#### Text block:
★ ★ ★

Review: The Rite of Spring (Queensland Symphony Orchestra & Circa)

Umberto Clerici conducts Queensland Symphony Orchestra in The Rite of Spring, with Circa, photographed by Sam Muller

Queensland Symphony Orchestra’s 2025 Season Opening Gala, The Rite of Spring, was an exhilarating start to the year. The concert was conducted by Chief Conductor Umberto Clerici, with the eponymous piece by Stravinsky presented in an exciting collaboration with Circa.

Having explored the Classical and Romantic periods in 2023 and 2024 respectively, Queensland Symphony Orchestra’s 2025 programming will focus on 20th century works. This year marks the conclusion of an interconnected three-year arc under Clerici’s artistic leadership, and the 2025 season will also focus on a philosophical theme of spirituality, following on from themes of humanity and nature in the previous two years.

Umberto Clerici conducts Queensland Symphony Orchestra, photographed by Sam Muller

The audience was welcomed by QSO Chief Executive Officer Michael Sterzinger, who was appointed last November. Sterzinger spoke of the orchestral colours and textures of Debussy’s piece, introduced the first appearance of 2025 QSO Artist in Residence Kristian Winther, who played solo violin in Respighi’s concerto, and explained the reimagined story of Stravinsky’s masterpiece.

The 2025 Season Opening Gala began with Debussy’s Prélude à l’après-midi d’un faune (Prelude to the Afternoon of a Faun), a dreamy piece of music and a gentle, lulling opening to the concert. A tone poem based on Stéphane Mallarmé’s French symbolist poem, Prelude to the Afternoon of a Faun conjures a lush magical forest and paints a brief story of a faun awakening from an afternoon sleep and languorously recalling his encounters with nymphs.

Queensland Symphony Orchestra and ten Circa acrobats, photographed by Sam Muller

Debussy’s Prelude was followed by Ottorino Respighi’s Concerto Gregoriano, a piece of music with an entirely different energy but equally vibrant imagery. Inspired by the history and music of early Christianity, including Gregorian chanting and plainsong, the violin concert premiered in Rome in 1921.

Although the Circa collaboration was the centrepoint of this concert, I was unexpectedly moved and captivated by the Concerto Gregoriano – the richness of the music, and the oscillation between tension and tenderness. The orchestra was a force of nature with chanting brass and percussion like the rumbling roll of thunder, an ocean of sound rushing out to the audience and surging beneath the nimble swiftness of the solo violin.

★ ★ ★

#### Directions:
a - Say whether each statement agrees with the review: (i) The concert was conducted by Umberto Clerici. (ii) Respighi's Concerto Gregoriano premiered in Rome in 1921. (iii) The concert opened with Respighi's Concerto Gregoriano. Answer yes or no for each, and quote the words of the review that decide it.
b - Echo the part of the review that begins at the words "Umberto Clerici conducts Queensland Symphony Orchestra in" and stops after "previous two years.", keeping every word and mark unchanged.
c - Sum up the review in two sentences.

★ ★ ★

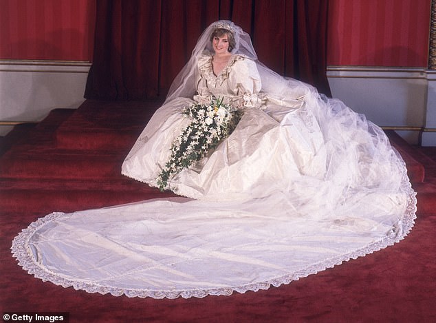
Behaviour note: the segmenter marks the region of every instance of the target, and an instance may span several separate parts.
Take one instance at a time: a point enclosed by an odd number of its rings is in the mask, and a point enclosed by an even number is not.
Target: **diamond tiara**
[[[215,29],[223,28],[229,30],[232,34],[235,34],[235,28],[232,25],[225,21],[219,21],[215,25]]]

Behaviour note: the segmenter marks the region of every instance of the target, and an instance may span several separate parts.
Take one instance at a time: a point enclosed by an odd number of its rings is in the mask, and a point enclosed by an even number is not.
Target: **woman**
[[[211,118],[228,107],[237,125],[160,181],[194,122],[183,112],[208,105]],[[382,131],[263,65],[248,35],[227,21],[200,37],[122,173],[191,198],[50,214],[14,240],[20,264],[88,292],[230,295],[384,248],[415,218],[404,163]]]

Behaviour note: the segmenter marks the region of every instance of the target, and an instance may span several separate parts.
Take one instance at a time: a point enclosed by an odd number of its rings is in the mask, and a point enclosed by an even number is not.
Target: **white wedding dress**
[[[243,54],[217,76],[211,60],[199,56],[196,95],[170,96],[122,165],[157,187],[190,122],[184,107],[214,95],[243,109],[228,138],[168,182],[184,197],[50,214],[14,240],[25,270],[115,295],[230,295],[289,283],[408,233],[415,194],[379,127],[295,80],[276,95],[268,89],[282,84],[265,89]]]

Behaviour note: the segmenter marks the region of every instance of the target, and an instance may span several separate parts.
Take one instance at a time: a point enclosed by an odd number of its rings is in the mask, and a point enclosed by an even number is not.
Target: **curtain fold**
[[[249,32],[267,66],[330,96],[328,1],[96,0],[94,56],[85,96],[164,96],[201,32],[219,19]]]

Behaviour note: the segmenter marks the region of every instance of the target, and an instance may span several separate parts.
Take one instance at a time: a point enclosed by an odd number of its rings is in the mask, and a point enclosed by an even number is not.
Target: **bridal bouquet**
[[[157,178],[161,191],[171,177],[200,160],[230,136],[243,112],[212,96],[208,104],[193,103],[183,114],[192,122],[173,143],[171,156]]]

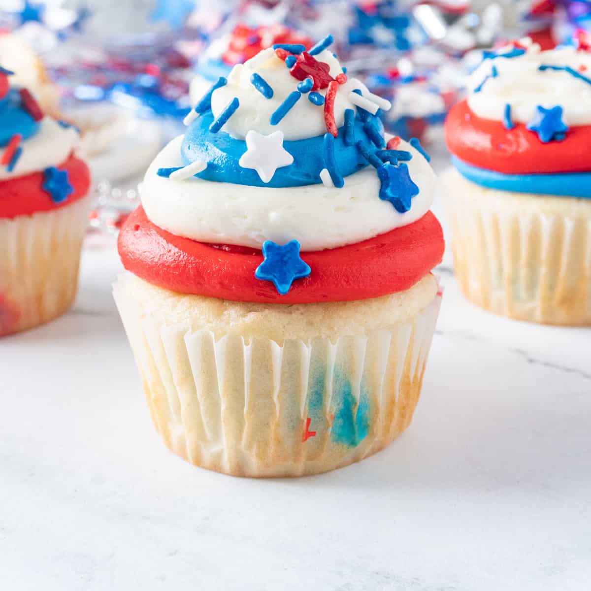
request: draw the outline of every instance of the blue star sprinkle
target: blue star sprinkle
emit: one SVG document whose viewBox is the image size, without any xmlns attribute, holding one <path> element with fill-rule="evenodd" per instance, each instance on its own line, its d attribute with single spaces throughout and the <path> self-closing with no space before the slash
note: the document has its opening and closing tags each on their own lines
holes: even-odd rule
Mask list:
<svg viewBox="0 0 591 591">
<path fill-rule="evenodd" d="M 564 139 L 569 128 L 562 120 L 562 107 L 557 105 L 551 109 L 544 109 L 538 105 L 536 108 L 537 112 L 526 126 L 527 128 L 535 131 L 544 144 L 553 139 L 557 141 Z"/>
<path fill-rule="evenodd" d="M 41 187 L 49 193 L 54 203 L 65 201 L 74 192 L 74 187 L 68 180 L 67 171 L 59 170 L 54 166 L 43 171 L 43 183 Z"/>
<path fill-rule="evenodd" d="M 194 9 L 194 0 L 157 0 L 150 20 L 165 21 L 173 29 L 180 29 Z"/>
<path fill-rule="evenodd" d="M 296 279 L 307 277 L 310 266 L 300 258 L 300 243 L 290 240 L 281 246 L 270 240 L 262 245 L 265 260 L 256 268 L 255 277 L 264 281 L 272 281 L 277 291 L 284 296 Z"/>
<path fill-rule="evenodd" d="M 387 163 L 378 169 L 378 177 L 382 183 L 379 198 L 389 201 L 399 213 L 408 211 L 412 198 L 418 194 L 418 187 L 410 178 L 408 167 Z"/>
</svg>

★ ★ ★

#### Results for each task:
a -
(i) Yes: "The concert was conducted by Chief Conductor Umberto Clerici"
(ii) Yes: "the violin concert premiered in Rome in 1921"
(iii) No: "The 2025 Season Opening Gala began with Debussy’s Prélude à l’après-midi d’un faune"

b -
Umberto Clerici conducts Queensland Symphony Orchestra in The Rite of Spring, with Circa, photographed by Sam Muller

Queensland Symphony Orchestra’s 2025 Season Opening Gala, The Rite of Spring, was an exhilarating start to the year. The concert was conducted by Chief Conductor Umberto Clerici, with the eponymous piece by Stravinsky presented in an exciting collaboration with Circa.

Having explored the Classical and Romantic periods in 2023 and 2024 respectively, Queensland Symphony Orchestra’s 2025 programming will focus on 20th century works. This year marks the conclusion of an interconnected three-year arc under Clerici’s artistic leadership, and the 2025 season will also focus on a philosophical theme of spirituality, following on from themes of humanity and nature in the previous two years.

c - Queensland Symphony Orchestra opened its 2025 season, which focuses on 20th century works, with a gala conducted by Umberto Clerici that presented Stravinsky's The Rite of Spring in collaboration with Circa. The program also included Debussy's Prelude to the Afternoon of a Faun and Respighi's Concerto Gregoriano, with Kristian Winther as violin soloist, and the reviewer was unexpectedly moved and captivated by the Concerto Gregoriano.